▶ **EXERCISE REQUIREMENTS**:
Pull out every line in the records below that contains the word "tree", and copy each of those lines in full.
☆ ☆ ☆ ☆ ☆ ☆ ☆
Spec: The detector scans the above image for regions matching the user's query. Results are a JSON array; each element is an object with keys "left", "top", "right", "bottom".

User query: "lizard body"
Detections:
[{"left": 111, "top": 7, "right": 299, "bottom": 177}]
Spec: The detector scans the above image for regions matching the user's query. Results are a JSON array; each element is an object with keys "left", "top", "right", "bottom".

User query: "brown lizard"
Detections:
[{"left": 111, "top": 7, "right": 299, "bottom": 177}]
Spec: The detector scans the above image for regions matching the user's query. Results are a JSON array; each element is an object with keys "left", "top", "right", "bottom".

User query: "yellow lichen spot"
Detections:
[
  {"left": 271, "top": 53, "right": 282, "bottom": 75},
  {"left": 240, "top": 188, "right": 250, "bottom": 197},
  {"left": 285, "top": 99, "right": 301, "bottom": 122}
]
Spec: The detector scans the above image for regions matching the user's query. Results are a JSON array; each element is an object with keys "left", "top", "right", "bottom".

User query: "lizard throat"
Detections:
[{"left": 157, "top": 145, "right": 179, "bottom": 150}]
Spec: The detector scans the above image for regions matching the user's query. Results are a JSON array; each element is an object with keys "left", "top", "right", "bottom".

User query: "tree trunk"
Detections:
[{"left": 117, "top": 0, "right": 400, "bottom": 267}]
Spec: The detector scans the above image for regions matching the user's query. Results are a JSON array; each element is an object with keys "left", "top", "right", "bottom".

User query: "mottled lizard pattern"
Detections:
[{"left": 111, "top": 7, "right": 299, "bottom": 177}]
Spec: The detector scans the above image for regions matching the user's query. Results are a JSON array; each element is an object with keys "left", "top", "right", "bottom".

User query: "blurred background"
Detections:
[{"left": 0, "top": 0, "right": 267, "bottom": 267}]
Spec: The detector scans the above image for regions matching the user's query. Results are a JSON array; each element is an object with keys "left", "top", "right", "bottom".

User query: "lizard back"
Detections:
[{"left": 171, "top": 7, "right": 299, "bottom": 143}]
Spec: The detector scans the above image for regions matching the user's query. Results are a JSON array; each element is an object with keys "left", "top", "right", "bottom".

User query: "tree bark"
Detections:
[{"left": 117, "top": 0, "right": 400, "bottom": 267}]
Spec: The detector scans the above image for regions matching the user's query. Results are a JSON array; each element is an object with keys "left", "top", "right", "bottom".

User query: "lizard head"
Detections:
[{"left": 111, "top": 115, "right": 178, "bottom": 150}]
☆ ☆ ☆ ☆ ☆ ☆ ☆
▶ **TASK RESPONSE**:
User query: "tree trunk"
User query: "tree bark"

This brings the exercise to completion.